Background and objective The recently developed transcerebral double-indicator dilution technique has proven to be a feasible monitoring alternative to measure global cerebral blood flow at the bedside. However, the short-term repeatability of transcerebral double-indicator dilution measurements has not yet been investigated. The present study was designed to investigate the accuracy in terms of reliability for repeated transcerebral double-indicator dilution measurements to assess global cerebral blood flow during a definite carbon dioxide challenge in a clinical trial.

# # # # #

What this exercise asks:
(A) Summarize the passage on transcerebral double-indicator dilution in two sentences.
(B) Carry the passage on transcerebral double-indicator dilution forward from its final sentence.

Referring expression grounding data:
# # # # #

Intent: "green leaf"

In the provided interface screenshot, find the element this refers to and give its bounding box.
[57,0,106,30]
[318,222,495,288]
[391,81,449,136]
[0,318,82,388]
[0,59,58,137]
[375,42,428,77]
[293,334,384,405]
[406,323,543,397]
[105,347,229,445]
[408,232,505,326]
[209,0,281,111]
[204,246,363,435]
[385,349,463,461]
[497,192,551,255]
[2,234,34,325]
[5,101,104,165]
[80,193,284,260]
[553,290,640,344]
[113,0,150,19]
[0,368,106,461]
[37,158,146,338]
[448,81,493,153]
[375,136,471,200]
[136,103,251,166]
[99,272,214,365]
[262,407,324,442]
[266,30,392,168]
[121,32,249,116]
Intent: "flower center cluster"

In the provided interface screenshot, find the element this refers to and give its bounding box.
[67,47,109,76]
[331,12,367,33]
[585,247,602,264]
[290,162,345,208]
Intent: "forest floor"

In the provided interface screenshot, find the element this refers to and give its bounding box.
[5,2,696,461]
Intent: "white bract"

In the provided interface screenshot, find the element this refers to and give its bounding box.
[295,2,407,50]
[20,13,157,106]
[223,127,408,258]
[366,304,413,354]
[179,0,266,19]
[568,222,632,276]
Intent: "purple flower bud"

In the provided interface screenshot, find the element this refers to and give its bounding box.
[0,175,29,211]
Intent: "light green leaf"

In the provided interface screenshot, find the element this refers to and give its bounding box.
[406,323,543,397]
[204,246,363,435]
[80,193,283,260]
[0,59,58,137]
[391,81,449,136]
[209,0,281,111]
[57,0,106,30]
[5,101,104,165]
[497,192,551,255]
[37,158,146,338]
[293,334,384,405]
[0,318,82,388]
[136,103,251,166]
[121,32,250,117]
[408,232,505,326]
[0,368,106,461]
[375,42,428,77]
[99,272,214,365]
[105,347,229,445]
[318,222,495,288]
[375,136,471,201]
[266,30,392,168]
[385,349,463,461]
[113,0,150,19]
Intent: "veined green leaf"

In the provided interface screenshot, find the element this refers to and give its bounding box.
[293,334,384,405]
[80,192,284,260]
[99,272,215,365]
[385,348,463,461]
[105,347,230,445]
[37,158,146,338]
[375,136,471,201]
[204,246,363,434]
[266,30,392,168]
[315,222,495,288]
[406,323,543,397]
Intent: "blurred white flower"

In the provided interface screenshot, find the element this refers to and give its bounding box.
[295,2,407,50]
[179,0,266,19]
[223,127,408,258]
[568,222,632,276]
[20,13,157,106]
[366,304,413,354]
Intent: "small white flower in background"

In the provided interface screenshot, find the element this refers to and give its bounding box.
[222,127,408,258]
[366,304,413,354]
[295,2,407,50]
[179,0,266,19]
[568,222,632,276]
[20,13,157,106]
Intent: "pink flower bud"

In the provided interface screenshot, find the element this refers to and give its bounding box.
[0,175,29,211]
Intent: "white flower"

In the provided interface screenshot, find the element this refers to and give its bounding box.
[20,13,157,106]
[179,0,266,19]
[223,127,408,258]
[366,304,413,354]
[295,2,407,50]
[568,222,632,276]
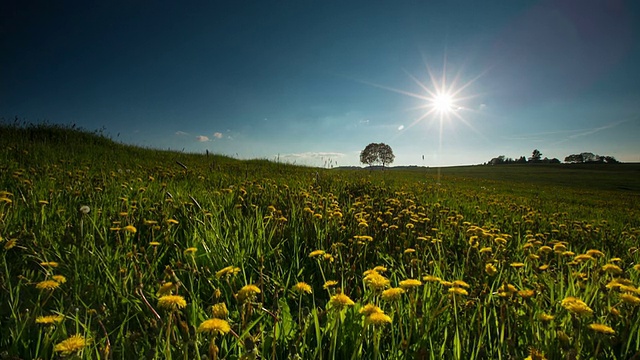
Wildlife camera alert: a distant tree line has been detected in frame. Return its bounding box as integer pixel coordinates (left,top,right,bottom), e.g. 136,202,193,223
487,149,619,165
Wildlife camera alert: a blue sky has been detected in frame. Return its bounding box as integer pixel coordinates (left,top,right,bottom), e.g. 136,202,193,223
0,0,640,166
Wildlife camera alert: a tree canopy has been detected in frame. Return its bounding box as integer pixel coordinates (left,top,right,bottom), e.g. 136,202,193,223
360,143,396,167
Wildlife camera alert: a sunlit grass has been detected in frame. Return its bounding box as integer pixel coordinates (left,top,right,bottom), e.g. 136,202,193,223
0,122,640,359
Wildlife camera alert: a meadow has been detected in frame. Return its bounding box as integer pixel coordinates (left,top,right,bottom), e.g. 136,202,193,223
0,124,640,359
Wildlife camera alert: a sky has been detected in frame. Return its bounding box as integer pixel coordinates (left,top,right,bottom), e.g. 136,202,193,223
0,0,640,167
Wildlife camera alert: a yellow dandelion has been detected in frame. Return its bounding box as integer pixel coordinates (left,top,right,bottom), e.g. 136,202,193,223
36,315,64,325
293,281,311,294
400,279,422,290
237,285,261,301
588,323,616,335
36,280,60,290
216,266,240,279
538,313,555,322
53,334,88,354
360,304,383,316
158,295,187,310
382,288,404,301
198,318,231,335
484,263,498,276
602,264,622,275
329,293,355,310
156,281,173,296
561,296,593,315
449,287,469,295
122,225,138,234
309,250,325,257
211,303,229,319
364,312,391,326
322,280,338,289
620,294,640,306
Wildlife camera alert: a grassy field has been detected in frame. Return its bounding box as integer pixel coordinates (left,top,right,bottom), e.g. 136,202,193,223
0,125,640,359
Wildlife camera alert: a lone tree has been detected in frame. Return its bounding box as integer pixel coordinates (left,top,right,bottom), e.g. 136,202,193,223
360,143,396,168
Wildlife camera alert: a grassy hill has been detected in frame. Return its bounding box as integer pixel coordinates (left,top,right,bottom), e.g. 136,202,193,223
0,125,640,359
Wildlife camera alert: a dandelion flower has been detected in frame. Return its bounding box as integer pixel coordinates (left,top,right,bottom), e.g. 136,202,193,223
620,294,640,306
36,315,64,325
329,294,355,310
561,296,593,315
588,323,616,335
322,280,338,289
400,279,422,290
237,285,260,301
198,318,231,335
382,288,404,301
158,295,187,310
364,312,391,325
216,266,240,279
211,303,229,319
293,282,311,295
309,250,325,257
360,304,383,316
36,280,60,290
53,334,88,354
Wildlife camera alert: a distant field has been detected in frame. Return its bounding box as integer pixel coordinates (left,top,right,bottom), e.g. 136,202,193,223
0,125,640,359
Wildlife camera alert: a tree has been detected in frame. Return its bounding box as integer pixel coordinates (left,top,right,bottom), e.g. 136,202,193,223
529,149,542,162
360,143,396,167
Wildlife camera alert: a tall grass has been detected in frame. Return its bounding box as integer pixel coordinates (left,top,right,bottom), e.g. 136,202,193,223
0,124,640,359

# # # # #

Your responses:
(A) The transcerebral double-indicator dilution technique has proven to be a feasible bedside alternative for measuring global cerebral blood flow, but the short-term repeatability of its measurements has not yet been investigated. The present study was designed to examine the reliability of repeated measurements with this technique during a definite carbon dioxide challenge in a clinical trial.

(B)
Methods The investigation was performed in 10 patients scheduled for elective coronary artery bypass grafting. After induction of anaesthesia, repeated cerebral blood flow measurements using transcerebral double-indicator dilution were performed during target normocapnia, hypocapnia and hypercapnia. For transcerebral double-indicator dilution measurements, a bolus injection of ice-cold indocyanine green was administered into a central vein. The resulting thermal dye dilution curves were recorded simultaneously in the aorta and the jugular bulb using combined fibreoptic thermistor catheters. Cerebral blood flow was calculated from the mean transit times of the indicators through the brain. Additionally, transcranial Doppler sonography was simultaneously performed to measure transient changes in the cerebral blood flow velocity.
Results Transcerebral double-indicator dilution measurements revealed a reasonable coefficient of repeatability with 9.1, 9.7 and 20.2 mL min−1100 g−1 during normo-, hypo- and hypercapnic conditions, respectively. However, a total of 20% of the administered measurements had to be rejected for methodological reasons.
Conclusions Repeated measurements with the transcerebral double-indicator dilution method show a reasonable repeatability. With consideration to the limitations of the transcerebral double-indicator dilution technique, this new method proves to be a reliable monitoring tool to measure global cerebral blood flow at the bedside.